— start Selected text —
Feature Flags
Feature Toggles (often also refered to as Feature Flags) are a powerful technique, allowing teams to modify system behavior without changing code. They fall into various usage categories, and it's important to take that categorization into account when implementing and managing toggles. Toggles introduce complexity. We can keep that complexity in check by using smart toggle implementation practices and appropriate tools to manage our toggle configuration, but we should also aim to constrain the number of toggles in our system.
Basic Feature Flag Birth
- Added some boolean (or other type) toggle value + conditional logic based on this value.
- Make the toggle value configurable and dynamic in order to change the behavior of the system without changing the code.
- Prepare for release, make manual testing on Pre-Production environment and test both code paths.
- Canary releasing
- A/B testing
- Release
Categorization
Feature Flags can be used in various ways in various contexts. It can be tempting to lump all feature toggles into the same bucket, but this is a dangerous path. The design forces at play for different categories of toggles are quite different and managing them all in the same way can lead to pain down the road.
Feature toggles can be categorized across two major dimensions:
- How long the feature toggle will live.
- How dynamic the toggling decision must be.
Release Toggles
Abilities:
- Used to enable trunk-based development for teams practicing Continuous Delivery.
- Allow incomplete and un-tested codepaths to be shipped to production as latent code which may never be turned on.
- Allow product-managers to not show a partly or fully ready feature to end users (for many reasons).
Characteristics:
- Lives form Days to Weeks - generally not stick around much longer than a week or two (although product-centric toggles may need to remain in place for a longer period).
- Changes with deployment - every toggling decision for a given release version will be the same, and changing that toggling decision by rolling out a new release with a toggle configuration change is usually perfectly acceptable.
Experiment Toggles
Abilities:
- Used to perform Multivariate or A/B testing - each user of the system is placed into a cohort and at runtime the Toggle Router will consistently send a given user down one codepath or the other, based upon which cohort they are in.
Characteristics:
- Lives from Weeks to Months - needs to remain in place with the same configuration long enough to generate statistically significant results. (Longer is unlikely to be useful, as other changes to the system risk invalidating the results of the experiment).
- Changes with each request, highly dynamic - each incoming request is likely on behalf of a different user and thus might be routed differently than the last.
Ops Toggles
Abilities:
- Used to control operational aspects of our system's behavior - we might introduce an Ops Toggle when rolling out a new feature which has unclear performance implications so that system operators can disable or degrade that feature quickly in production if needed.
Characteristics:
- Lives from Moths to Years - Most Ops Toggles will be relatively short-lived - once confidence is gained in the operational aspects of a new feature the flag should be retired. However it's not uncommon for systems to have a small number of long-lived "Kill Switches" which allow operators of production environments to gracefully degrade non-vital system functionality when the system is enduring unusually high load.
- Chanes with runtime re-configuration - Since the purpose of these flags is to allow operators to quickly react to production issues they need to be re-configured extremely quickly - needing to roll out a new release in order to flip an Ops Toggle is unlikely to make an Operations person happy.
— end Selected text —
— start Dataset rows —
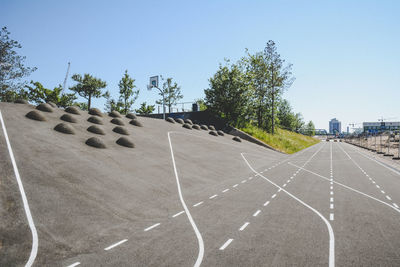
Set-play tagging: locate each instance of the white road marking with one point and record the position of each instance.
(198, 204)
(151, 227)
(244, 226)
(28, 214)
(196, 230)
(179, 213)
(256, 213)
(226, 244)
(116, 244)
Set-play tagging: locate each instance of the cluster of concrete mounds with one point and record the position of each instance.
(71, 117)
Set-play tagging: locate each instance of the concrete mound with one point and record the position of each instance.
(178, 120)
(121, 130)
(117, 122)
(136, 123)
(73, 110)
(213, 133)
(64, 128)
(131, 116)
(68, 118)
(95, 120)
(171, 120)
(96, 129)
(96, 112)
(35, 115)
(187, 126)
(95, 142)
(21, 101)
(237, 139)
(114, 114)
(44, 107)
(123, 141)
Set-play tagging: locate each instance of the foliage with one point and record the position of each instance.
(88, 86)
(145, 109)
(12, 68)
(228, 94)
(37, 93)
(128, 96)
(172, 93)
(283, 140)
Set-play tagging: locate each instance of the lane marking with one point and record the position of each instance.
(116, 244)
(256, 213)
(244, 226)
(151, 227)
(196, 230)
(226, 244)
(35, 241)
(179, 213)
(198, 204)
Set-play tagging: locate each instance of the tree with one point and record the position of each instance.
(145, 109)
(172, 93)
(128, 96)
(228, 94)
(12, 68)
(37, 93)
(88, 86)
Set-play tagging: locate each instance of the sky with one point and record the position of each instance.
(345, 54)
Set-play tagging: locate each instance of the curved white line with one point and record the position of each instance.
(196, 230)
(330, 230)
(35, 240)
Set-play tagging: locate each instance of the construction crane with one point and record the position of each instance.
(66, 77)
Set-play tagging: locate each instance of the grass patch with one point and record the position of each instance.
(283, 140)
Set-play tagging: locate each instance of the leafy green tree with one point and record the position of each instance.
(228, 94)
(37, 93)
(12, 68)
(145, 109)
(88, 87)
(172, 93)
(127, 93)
— end Dataset rows —
— start Dataset rows —
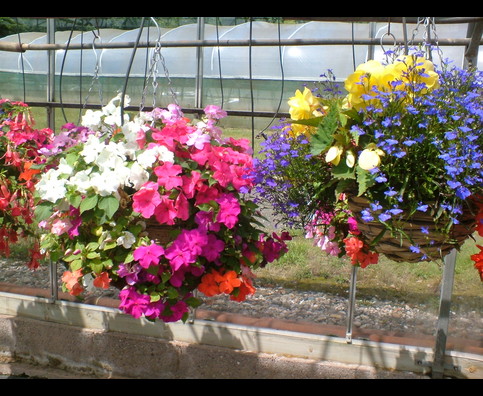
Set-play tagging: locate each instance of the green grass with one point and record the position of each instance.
— end Dataset rows —
— start Dataset rows —
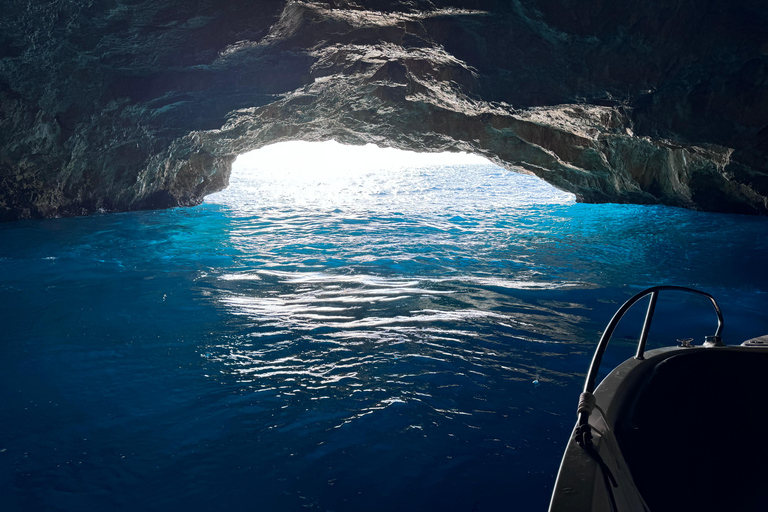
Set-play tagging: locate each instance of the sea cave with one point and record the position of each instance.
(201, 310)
— end Dataset rows —
§ Task instructions
- A) From the feature flags text, list every step given under the heading "Basic Feature Flag Birth".
- B) Does the feature flags text agree with each statement below? For each, answer yes or no and quote the words that decide it.
(i) Experiment Toggles change with each request.
(ii) Release Toggles usually stay in place for several months.
(iii) It is fine if flipping an Ops Toggle requires rolling out a new release.
- C) Carry on the feature flags text from its last sentence.

§ Answers per task
- A)
1. Add a boolean (or other type) toggle value, plus conditional logic based on that value.
2. Make the toggle value configurable and dynamic, so the system's behavior can change without changing the code.
3. Prepare for release by testing manually on the Pre-Production environment, covering both code paths.
4. Canary releasing.
5. A/B testing.
6. Release.

- B)
(i) Yes: "Changes with each request, highly dynamic"
(ii) No: "generally not stick around much longer than a week or two"
(iii) No: "needing to roll out a new release in order to flip an Ops Toggle is unlikely to make an Operations person happy"

- C)
Permissioning Toggles
Abilities:
- Used to change the features or product experience that certain users receive. - Turning on new features for a set of internal users [is a] Champagne Brunch - an early opportunity to drink your own champagne.
- A Champagne Brunch is similar in many ways to a Canary Release. The distinction between the two is that a Canary Released feature is exposed to a randomly selected cohort of users while a Champagne Brunch feature is exposed to a specific set of users.
Characteristics:
- Lives from Years - When used as a way to manage a feature which is only exposed to premium users a Permissioning Toggle may be very-long lived compared to other categories of Feature Toggles - at the scale of multiple years.
- Changes with each request - Since permissions are user-specific the toggling decision for a Permissioning Toggle will always be per-request, making this a very dynamic toggle.
Managing different categories of toggles
Static vs Dynamic:
- Toggles which are making runtime routing decisions necessarily need more sophisticated Toggle Routers, along with more complex configuration for those routers.
- For simple static routing decisions a toggle configuration can be a simple On or Off for each feature with a toggle router which is just responsible for relaying that static on/off state to the Toggle Point.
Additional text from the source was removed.